### Information given
* * *
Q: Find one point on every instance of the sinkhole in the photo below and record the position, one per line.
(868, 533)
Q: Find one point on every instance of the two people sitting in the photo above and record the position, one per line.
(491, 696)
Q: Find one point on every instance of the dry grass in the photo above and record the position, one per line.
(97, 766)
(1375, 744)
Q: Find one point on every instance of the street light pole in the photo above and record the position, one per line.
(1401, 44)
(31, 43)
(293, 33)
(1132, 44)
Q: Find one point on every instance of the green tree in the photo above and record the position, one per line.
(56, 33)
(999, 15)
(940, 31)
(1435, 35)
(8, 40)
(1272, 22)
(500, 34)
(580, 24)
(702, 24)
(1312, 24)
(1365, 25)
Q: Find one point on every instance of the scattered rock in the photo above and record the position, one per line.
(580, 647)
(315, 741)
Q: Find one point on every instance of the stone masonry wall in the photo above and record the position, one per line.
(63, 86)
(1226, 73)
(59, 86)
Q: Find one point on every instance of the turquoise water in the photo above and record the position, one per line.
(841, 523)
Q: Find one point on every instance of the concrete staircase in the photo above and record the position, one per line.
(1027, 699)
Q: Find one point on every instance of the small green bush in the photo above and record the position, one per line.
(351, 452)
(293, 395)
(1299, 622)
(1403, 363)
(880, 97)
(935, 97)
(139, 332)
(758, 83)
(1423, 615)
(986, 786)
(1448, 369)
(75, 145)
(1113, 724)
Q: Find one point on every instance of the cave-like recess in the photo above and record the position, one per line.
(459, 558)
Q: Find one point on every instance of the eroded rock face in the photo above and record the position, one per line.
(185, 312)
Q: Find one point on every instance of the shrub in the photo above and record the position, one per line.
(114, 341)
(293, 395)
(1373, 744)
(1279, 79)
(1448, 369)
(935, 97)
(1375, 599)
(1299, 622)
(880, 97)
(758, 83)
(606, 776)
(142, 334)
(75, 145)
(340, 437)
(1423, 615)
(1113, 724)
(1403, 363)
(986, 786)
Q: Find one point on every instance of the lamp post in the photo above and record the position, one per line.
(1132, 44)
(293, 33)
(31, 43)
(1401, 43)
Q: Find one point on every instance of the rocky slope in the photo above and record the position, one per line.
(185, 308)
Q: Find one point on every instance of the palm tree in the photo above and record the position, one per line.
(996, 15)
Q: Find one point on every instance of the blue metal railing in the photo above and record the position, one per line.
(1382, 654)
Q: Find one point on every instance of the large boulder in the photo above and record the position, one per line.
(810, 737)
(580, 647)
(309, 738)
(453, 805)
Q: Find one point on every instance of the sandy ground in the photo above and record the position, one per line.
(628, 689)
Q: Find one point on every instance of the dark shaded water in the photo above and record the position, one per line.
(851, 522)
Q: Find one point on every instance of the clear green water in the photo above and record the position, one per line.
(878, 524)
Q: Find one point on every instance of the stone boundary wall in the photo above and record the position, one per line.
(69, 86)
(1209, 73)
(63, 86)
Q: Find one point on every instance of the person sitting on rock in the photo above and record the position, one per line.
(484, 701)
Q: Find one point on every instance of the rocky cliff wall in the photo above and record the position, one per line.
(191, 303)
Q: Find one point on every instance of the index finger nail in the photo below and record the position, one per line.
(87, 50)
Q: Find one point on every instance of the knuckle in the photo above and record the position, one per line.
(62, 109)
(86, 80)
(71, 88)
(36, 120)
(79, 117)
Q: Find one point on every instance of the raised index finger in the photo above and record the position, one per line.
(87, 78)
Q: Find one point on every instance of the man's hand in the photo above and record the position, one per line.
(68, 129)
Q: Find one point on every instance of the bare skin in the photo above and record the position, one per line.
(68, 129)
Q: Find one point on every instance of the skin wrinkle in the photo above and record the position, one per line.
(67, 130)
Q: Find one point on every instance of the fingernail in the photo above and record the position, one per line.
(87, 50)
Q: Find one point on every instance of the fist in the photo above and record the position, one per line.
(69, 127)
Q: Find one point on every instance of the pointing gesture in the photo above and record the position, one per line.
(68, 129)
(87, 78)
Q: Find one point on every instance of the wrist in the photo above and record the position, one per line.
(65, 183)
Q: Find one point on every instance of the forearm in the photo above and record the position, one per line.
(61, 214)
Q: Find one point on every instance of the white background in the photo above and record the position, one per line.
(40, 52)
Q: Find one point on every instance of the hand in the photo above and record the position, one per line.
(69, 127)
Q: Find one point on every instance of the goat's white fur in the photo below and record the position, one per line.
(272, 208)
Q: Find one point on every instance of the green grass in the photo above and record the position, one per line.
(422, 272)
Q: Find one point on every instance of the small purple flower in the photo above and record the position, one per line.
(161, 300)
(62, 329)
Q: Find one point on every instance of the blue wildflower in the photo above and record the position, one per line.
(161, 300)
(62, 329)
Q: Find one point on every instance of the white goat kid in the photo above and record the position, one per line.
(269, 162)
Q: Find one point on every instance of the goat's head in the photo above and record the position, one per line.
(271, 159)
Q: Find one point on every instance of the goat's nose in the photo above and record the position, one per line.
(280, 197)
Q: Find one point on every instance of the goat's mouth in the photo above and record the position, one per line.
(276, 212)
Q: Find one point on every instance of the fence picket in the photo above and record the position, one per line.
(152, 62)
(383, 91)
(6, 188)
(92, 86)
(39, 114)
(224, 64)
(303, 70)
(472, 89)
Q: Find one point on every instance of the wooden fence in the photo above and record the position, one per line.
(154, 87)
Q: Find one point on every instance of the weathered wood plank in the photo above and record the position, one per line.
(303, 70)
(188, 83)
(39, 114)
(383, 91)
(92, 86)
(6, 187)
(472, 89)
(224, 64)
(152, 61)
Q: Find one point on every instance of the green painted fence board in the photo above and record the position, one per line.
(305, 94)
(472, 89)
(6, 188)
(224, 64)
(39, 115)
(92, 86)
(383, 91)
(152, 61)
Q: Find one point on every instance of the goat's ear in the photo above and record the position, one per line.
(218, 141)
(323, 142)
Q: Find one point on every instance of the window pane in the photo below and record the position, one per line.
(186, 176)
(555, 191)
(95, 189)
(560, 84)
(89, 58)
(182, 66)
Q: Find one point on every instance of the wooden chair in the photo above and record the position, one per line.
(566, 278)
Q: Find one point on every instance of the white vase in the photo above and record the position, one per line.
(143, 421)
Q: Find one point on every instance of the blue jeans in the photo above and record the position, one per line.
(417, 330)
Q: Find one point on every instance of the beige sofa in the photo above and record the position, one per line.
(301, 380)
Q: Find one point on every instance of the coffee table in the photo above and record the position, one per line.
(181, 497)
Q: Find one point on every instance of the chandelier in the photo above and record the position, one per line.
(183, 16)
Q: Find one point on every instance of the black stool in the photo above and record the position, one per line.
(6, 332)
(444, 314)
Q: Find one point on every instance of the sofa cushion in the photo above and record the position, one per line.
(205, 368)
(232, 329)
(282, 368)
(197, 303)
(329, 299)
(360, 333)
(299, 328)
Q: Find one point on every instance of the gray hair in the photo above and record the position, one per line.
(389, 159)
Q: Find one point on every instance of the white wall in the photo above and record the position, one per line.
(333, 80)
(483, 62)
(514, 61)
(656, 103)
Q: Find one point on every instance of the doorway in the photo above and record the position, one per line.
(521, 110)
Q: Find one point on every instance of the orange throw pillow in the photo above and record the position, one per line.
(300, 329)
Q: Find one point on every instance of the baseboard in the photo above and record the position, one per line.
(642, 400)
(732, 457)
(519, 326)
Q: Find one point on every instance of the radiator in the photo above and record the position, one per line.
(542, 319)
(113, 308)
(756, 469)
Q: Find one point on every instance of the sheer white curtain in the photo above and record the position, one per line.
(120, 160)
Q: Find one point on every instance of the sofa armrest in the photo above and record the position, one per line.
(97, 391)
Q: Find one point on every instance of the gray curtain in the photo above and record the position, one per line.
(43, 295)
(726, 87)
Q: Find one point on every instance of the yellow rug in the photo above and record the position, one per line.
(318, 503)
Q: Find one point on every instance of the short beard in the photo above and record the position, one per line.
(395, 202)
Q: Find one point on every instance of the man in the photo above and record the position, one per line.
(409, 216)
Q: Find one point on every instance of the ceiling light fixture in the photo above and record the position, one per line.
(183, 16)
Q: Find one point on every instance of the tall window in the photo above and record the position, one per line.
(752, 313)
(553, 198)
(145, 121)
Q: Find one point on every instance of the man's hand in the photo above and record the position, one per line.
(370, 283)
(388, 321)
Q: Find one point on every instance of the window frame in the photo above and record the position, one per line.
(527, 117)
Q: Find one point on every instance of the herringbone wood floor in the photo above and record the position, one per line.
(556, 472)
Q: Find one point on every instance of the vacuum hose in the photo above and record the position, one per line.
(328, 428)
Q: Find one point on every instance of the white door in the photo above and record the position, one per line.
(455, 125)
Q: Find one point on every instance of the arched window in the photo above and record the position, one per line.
* * *
Exact copies are needed of the line with "Q: Find one point on every instance of the short" and each line after it through the end of the material above.

Q: Find one point on every instance of the short beard in the photo above and record the position, one per line.
(395, 202)
Q: Find one point on every instance of the man in the photo above and record the position, one per line.
(409, 216)
Q: Find one point on every instance of the ceiling light fixture in the photo above and record the position, one per line.
(183, 16)
Q: Find one point on every instance of the tall window in the photo above and record the position, one per line.
(752, 313)
(553, 198)
(145, 121)
Q: Find one point on every instance of the man's hand in the photo above and record the position, one per line.
(370, 283)
(388, 321)
Q: Find one point on every instance of the window frame in the photo above and record the position, one per line.
(527, 117)
Q: Find one point on every instance of the herringbone wood floor in the photo above and record the position, one per line.
(556, 472)
Q: Find one point on every instance of the vacuum hose in the photo above and record the position, one per line.
(328, 428)
Q: Find one point on every instance of the white door in the photo above and record the position, one per line.
(455, 125)
Q: Find one point on every instance of the arched window in the photo above and record the position, one per line.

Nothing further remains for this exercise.